Traduzco a la ligera del texto de presentación:
La Paloma. Añoranza/Nostalgia. Mundial. De pequeña habanera a gran dama de la música pop.
Tratando de traducir parte de la introducción, me doy cuenta (¡a los años en este país!) de que los alemanes también tienen su saudade.
Y se llama Sehnsucht, palabra, por lo demás, bastante común.
Interesante, porque la traducción que suele dársele a esta palabra en nuestro idioma es ‘nostalgia’.
Pero, sin ser la misteriosa saudade de los brasileños (que también es capaz de añorar lo que se habría querido vivir y no solo lo realmente vivido, así como de nostalgiar el futuro), Sehnsucht es más que la ‘nostalgia’ de nuestro idioma.
Añoranza podría ser una mejor traducción.

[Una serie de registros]
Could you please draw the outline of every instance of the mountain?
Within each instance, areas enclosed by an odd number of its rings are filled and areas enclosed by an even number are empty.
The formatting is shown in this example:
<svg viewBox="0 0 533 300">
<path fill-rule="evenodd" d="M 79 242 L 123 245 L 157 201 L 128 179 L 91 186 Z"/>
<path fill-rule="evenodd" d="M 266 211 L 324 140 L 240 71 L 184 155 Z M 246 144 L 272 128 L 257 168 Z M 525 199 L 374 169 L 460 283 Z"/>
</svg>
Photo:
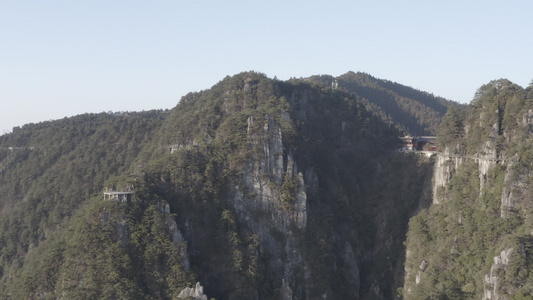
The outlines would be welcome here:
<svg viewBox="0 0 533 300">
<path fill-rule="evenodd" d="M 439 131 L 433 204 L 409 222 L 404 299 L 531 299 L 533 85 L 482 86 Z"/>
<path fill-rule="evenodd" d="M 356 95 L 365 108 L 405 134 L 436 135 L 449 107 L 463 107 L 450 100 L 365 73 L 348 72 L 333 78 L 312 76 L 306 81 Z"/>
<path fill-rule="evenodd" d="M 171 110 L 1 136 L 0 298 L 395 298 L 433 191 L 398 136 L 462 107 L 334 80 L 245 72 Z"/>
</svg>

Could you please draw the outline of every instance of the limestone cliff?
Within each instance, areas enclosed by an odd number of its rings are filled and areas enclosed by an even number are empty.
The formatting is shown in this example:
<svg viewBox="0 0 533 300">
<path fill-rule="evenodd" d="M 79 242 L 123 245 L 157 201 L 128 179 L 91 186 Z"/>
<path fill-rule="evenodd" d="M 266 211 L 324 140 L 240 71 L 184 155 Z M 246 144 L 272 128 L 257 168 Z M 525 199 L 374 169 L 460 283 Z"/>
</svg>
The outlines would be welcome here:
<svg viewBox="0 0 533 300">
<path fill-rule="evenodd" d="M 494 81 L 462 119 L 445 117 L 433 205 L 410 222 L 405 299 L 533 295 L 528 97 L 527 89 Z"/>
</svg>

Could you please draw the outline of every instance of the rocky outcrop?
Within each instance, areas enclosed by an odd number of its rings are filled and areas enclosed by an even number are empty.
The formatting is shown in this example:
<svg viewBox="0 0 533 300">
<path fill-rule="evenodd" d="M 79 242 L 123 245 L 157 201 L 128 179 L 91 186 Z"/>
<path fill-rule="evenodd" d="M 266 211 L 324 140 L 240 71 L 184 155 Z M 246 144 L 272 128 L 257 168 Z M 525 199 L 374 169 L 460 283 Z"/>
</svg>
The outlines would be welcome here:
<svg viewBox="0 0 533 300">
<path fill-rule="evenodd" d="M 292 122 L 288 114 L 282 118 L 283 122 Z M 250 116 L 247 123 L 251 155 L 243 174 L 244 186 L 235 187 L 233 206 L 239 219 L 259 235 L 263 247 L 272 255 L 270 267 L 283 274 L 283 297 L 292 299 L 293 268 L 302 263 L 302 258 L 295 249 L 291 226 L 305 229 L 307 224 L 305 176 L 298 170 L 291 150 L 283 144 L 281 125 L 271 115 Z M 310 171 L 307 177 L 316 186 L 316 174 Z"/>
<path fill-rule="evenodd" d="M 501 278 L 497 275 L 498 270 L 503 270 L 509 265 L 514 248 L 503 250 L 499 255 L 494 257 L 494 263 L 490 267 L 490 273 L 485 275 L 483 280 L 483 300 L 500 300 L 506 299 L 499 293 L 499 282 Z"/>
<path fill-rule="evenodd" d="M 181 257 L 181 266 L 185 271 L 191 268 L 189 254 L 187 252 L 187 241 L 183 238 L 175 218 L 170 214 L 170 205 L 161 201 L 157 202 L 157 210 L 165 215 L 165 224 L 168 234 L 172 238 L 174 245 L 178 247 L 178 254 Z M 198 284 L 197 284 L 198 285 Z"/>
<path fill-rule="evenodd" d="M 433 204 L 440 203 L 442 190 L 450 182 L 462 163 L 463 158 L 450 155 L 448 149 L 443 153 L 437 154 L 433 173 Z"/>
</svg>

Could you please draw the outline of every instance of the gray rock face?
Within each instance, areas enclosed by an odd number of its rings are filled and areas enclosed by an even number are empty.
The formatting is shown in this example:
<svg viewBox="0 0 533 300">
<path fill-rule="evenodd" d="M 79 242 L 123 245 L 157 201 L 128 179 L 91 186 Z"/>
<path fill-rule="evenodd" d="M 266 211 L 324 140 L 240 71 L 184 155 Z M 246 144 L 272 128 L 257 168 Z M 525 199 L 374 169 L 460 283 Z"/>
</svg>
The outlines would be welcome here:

§ INDICACIÓN A
Sustituye "nuestro idioma" por "el español" y copia el fragmento del texto sobre la Sehnsucht desde "Interesante, porque la" hasta "de nuestro idioma.".
§ INDICACIÓN B
Responde según el texto sobre la Sehnsucht:
(i) ¿Cómo se llama la palabra alemana que el autor compara con la saudade?
(ii) ¿Qué traducción suele dársele a esa palabra en nuestro idioma?
(iii) ¿Qué palabra podría ser una mejor traducción?

§ SOLUCIÓN A
Interesante, porque la traducción que suele dársele a esta palabra en el español es ‘nostalgia’.
Pero, sin ser la misteriosa saudade de los brasileños (que también es capaz de añorar lo que se habría querido vivir y no solo lo realmente vivido, así como de nostalgiar el futuro), Sehnsucht es más que la ‘nostalgia’ de el español.

§ SOLUCIÓN B
(i) Sehnsucht.
(ii) ‘Nostalgia’.
(iii) Añoranza.